++++ Document segment ++++

Wednesday, July 16, 2008

THE VAGABOND JOURNAL
TRIP TO WEST POINT, NEBRASKA
JULY 2008 – PART THREE


Thursday, July 3, 2008
The Sesquicentennial Celebration opened with a ceremony at Anderson Field. At 6:00 p.m. a re-fueling tanker from the Nebraska Air National Guard flew over the pitcher's mound at an altitude which drowned out conversation. Among its crew members was a fellow who had grown up in West Point.

We sang of the National Anthem.

We recited the Pledge of Allegiance. Yes, they say "under God...."

A formal proclamation by West Point's mayor, Marlene Johnson.

Eric Lauritzen recited a poem by Amy Brunner Almer, who was the daughter of one of West Point's founders. The poem was called "Pioneers of the Midwest." Lauritzen also recited a poem about the history of West Point, found in the city's 1925 high school yearbook.

Dave Mendyk sang "America" in the Neil Diamond arrangment, and Brooks & Dunn's "Only in America."

And then the festivities were officially underway.

++++ Data shown ++++

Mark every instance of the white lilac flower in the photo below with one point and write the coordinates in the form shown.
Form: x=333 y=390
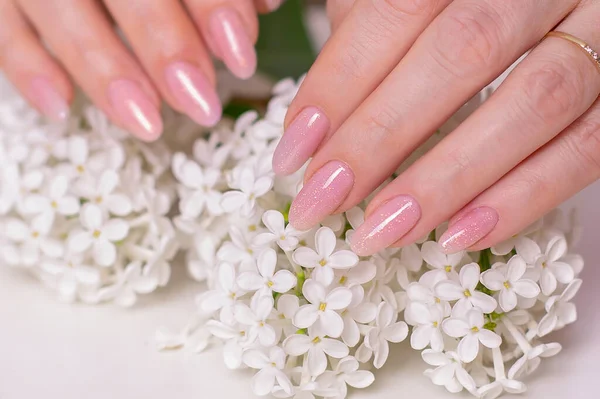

++++

■ **Exercise instructions**
[1] In the journal entry on the West Point sesquicentennial, who delivered the formal proclamation at the opening ceremony?
[2] Name every song the journal entry on the West Point sesquicentennial says was sung at the opening ceremony.
[3] Carry on the journal entry on the West Point sesquicentennial, picking up after its final sentence.

■ **Answers by task**
[1] West Point's mayor, Marlene Johnson.

[2] The National Anthem, "America" (in the Neil Diamond arrangement), and Brooks & Dunn's "Only in America."

[3]
*

Back on Main Street, a staged bank robbery and shoot-out. Give the people what they want: a clear story-line, with Good at one end of the block, and Bad at the other end, and by the time they meet in the middle let Good triumph while Bad lies bleeding in the street.

That's what happens when Good doesn't back down.

Or so we hope.

*

Afterwards I entered the Civic Auditorium to watch some more Good versus Evil in "North of West Point." Yep, the theatre company showed they can do it. They brought off a successful performance. That's not to say it was perfect, but it was pretty darn good. The capacity crowd lifted the actors to another level. The place was full. And when we left, we walked about knee-deep in pop-corn that had been thrown at the villain and the villainess.

Perhaps I exaggerate about the pop-corn, but not much.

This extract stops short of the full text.